What is required –
Copy out each of the records below word for word, leaving out the pictures.

--------------------------------

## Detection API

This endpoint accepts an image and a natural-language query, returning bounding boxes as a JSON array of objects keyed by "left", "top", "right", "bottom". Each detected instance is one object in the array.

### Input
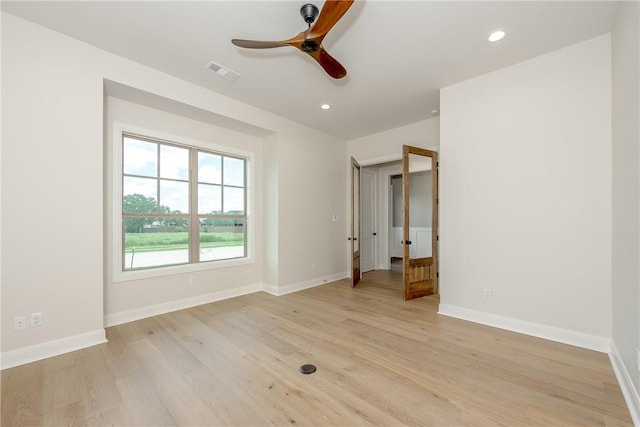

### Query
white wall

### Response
[
  {"left": 612, "top": 2, "right": 640, "bottom": 425},
  {"left": 347, "top": 117, "right": 440, "bottom": 166},
  {"left": 439, "top": 35, "right": 612, "bottom": 351},
  {"left": 2, "top": 13, "right": 347, "bottom": 367}
]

--------------------------------

Expected answer –
## Detection API

This endpoint accepts an image and a natural-language query, returning bounding boxes as a JSON array of objects keyed by "left", "top", "right", "bottom". Each detected instance is one object in the array.

### Input

### Query
white wall

### Response
[
  {"left": 612, "top": 2, "right": 640, "bottom": 425},
  {"left": 347, "top": 117, "right": 440, "bottom": 166},
  {"left": 439, "top": 35, "right": 612, "bottom": 351},
  {"left": 2, "top": 13, "right": 347, "bottom": 367}
]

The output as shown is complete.